* **SHORT TASK**: Copy each of these records line for line, with no changes.
----- DATA ROWS -----
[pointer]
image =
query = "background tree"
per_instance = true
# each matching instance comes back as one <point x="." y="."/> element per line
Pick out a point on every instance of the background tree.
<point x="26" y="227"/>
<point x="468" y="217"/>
-----
* **SOLUTION**:
[pointer]
image =
query = "background tree"
per_instance = true
# each matching instance comes back as one <point x="." y="."/> element per line
Pick out a point on every instance of the background tree.
<point x="26" y="227"/>
<point x="468" y="217"/>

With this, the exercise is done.